- Passage:
At the last count, there were 110,337 active cases of coronavirus around the world, with the condition already responsible for 3,831 deaths. As well as the human tragedy that’s unfolding, the economic impact of the outbreak continues to deepen. Data released late last month revealed a steep fall in Chinese factory output, while the surge of cases and the subsequent lockdown in the north of Italy has ramped up eurozone fears.
The coronavirus outbreak has already a significant impact on the global supply chain and the fortunes of businesses in diverse industries around the world. However, with no sign of any respite in its relentless march, what could the potential impact be?
The toll on the Chinese manufacturing sector
The Chinese manufacturing sector, which millions of businesses around the world are reliant upon, has been hit hard by the relentless spread of Covid-19. A report released in February showed a plunge in Chinese factory output as quarantine efforts to contain the disease were put in place. That lead to the closure or understaffing of thousands of factories across China.
Britain’s largest carmaker Jaguar Land Rover has added its voice to a chorus of companies that are already counting the cost of the outbreak. It has warned it will soon run out of car parts at its British factories as the coronavirus halts supplies from China. That comes after the car manufacturer admitted it had been bringing in parts into the UK from China in suitcases.
Even the most powerful companies are not safe. The tech giant Apple has sounded the alarm, warning of potential iPhone supply shortages resulting from the closure of its Chinese factories, while Tesla has had to put its business in China on hold. Transport groups, hospitality chains, luxury goods makers, retailers and airlines have also been among the hardest hit, with consumers staying away from the shops and travellers putting off travel plans.
The worst is yet to come
The impact of Covid-19 on global supply chains has already been hugely damaging, but the predictions are that the worst is yet to come. The peak of the impact is expected to occur in mid- to late-March, forcing thousands of companies in Europe and the US to temporarily shut assembly lines or even close manufacturing plants permanently.

- Task goal:
Copy everything from "The toll on" down to "China in suitcases." in the article on the coronavirus outbreak, substituting "JLR" for "Jaguar Land Rover" wherever it appears.

- Provided information:

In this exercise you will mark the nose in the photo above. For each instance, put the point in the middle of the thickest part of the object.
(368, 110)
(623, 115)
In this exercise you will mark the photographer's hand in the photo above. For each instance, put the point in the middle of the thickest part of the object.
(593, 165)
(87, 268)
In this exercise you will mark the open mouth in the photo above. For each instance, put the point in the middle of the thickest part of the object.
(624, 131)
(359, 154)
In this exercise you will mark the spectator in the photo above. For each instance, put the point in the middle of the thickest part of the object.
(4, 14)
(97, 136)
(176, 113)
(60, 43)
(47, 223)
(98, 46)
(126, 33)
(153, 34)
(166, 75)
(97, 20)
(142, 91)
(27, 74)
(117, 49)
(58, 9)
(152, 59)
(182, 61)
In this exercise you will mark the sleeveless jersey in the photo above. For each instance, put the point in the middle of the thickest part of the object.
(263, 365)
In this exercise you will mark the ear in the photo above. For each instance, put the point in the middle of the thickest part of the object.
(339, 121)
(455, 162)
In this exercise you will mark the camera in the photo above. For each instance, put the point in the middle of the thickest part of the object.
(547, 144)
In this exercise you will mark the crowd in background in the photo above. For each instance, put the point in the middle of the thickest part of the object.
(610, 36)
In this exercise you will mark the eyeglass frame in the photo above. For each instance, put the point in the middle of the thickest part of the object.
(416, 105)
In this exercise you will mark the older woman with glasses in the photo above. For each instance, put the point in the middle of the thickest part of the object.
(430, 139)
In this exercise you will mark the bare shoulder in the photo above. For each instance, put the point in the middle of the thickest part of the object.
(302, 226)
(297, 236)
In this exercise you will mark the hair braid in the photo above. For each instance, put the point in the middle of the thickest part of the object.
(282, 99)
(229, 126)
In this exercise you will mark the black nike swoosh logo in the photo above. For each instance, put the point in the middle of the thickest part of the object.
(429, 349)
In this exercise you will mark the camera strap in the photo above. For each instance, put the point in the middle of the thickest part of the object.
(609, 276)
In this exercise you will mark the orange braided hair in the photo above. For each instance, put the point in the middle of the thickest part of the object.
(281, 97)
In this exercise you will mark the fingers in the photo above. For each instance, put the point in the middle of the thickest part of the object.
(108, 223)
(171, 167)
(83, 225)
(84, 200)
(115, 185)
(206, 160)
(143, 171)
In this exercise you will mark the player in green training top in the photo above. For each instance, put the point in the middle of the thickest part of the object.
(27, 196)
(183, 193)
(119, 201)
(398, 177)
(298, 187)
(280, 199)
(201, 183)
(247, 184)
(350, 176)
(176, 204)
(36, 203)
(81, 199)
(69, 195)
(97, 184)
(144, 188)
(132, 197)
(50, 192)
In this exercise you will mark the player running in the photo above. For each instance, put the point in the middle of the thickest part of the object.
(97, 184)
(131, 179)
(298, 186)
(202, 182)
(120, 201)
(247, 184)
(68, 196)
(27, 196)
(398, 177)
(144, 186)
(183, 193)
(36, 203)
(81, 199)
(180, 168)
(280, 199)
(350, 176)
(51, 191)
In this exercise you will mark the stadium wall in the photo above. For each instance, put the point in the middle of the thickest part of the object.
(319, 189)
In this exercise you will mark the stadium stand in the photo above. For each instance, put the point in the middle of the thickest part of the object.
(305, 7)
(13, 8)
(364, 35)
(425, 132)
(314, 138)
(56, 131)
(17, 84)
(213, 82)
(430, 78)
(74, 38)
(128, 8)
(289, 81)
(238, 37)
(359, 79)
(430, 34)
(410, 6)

- Answer section:
The toll on the Chinese manufacturing sector
The Chinese manufacturing sector, which millions of businesses around the world are reliant upon, has been hit hard by the relentless spread of Covid-19. A report released in February showed a plunge in Chinese factory output as quarantine efforts to contain the disease were put in place. That lead to the closure or understaffing of thousands of factories across China.
Britain’s largest carmaker JLR has added its voice to a chorus of companies that are already counting the cost of the outbreak. It has warned it will soon run out of car parts at its British factories as the coronavirus halts supplies from China. That comes after the car manufacturer admitted it had been bringing in parts into the UK from China in suitcases.